Find every line in the entries that holds the string "dining" and report it.

Saved entries:
⁂
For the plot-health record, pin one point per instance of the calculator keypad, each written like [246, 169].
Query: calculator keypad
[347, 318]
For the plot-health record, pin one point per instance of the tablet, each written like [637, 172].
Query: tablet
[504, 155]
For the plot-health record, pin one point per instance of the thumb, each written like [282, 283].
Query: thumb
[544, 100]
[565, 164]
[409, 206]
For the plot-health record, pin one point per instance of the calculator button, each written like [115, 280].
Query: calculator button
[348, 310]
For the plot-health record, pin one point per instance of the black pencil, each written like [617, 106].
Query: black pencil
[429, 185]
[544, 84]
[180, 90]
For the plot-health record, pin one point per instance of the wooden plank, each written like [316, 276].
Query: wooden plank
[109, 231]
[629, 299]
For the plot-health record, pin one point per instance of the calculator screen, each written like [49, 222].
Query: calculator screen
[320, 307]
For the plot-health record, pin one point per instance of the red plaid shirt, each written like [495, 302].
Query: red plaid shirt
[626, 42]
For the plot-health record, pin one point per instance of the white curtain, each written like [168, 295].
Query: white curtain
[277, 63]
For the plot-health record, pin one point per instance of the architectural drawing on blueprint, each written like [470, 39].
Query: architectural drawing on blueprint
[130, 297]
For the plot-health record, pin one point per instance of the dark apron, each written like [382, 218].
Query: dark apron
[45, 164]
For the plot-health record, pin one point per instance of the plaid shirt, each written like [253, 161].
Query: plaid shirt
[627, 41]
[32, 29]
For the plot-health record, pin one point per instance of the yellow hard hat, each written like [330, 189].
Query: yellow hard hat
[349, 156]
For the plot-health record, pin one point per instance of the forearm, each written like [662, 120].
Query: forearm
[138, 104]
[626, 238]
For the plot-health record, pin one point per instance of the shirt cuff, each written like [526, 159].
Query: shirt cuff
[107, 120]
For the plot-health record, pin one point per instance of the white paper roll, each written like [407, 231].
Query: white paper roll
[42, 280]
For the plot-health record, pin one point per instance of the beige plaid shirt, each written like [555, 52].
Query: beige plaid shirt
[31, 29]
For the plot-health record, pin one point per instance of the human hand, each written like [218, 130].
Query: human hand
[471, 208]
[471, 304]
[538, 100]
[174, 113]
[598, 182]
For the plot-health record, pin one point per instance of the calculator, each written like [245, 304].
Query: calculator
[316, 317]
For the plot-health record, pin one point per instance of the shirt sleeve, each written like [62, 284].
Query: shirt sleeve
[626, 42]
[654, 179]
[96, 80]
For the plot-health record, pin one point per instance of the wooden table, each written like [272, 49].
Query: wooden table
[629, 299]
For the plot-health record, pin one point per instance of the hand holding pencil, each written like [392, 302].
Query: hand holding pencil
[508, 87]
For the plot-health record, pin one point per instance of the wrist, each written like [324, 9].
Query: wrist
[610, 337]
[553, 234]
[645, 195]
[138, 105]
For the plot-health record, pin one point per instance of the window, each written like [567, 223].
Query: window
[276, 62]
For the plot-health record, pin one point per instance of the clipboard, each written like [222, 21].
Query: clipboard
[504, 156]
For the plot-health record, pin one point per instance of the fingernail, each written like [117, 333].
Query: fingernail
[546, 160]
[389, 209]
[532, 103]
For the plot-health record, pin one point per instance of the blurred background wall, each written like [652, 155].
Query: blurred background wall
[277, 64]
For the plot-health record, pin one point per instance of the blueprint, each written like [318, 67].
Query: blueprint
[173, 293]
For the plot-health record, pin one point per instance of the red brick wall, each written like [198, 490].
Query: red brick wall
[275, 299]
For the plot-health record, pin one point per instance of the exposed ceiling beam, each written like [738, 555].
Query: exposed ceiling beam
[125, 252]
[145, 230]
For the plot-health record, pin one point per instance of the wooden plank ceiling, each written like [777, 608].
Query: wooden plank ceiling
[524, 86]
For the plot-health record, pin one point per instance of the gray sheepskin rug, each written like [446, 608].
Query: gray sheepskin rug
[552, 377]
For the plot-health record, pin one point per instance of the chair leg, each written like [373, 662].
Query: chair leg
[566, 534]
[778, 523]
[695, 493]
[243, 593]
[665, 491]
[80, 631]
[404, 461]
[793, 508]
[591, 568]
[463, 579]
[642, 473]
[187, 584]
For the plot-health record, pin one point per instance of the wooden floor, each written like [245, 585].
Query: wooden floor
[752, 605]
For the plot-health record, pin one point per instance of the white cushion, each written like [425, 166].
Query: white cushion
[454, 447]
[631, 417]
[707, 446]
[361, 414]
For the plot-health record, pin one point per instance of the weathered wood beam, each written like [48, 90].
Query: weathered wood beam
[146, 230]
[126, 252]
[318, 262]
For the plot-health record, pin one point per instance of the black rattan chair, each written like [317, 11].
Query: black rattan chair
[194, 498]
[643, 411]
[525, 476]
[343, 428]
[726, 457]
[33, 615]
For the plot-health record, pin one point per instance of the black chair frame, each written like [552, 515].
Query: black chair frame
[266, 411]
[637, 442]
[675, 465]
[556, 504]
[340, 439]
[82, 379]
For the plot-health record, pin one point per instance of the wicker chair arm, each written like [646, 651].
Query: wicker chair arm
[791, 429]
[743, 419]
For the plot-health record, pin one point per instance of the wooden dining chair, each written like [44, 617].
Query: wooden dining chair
⁂
_Solution for this exercise_
For the plot-health record, pin one point per instance of the wooden dining chair, each written like [44, 617].
Query: wooden dining chair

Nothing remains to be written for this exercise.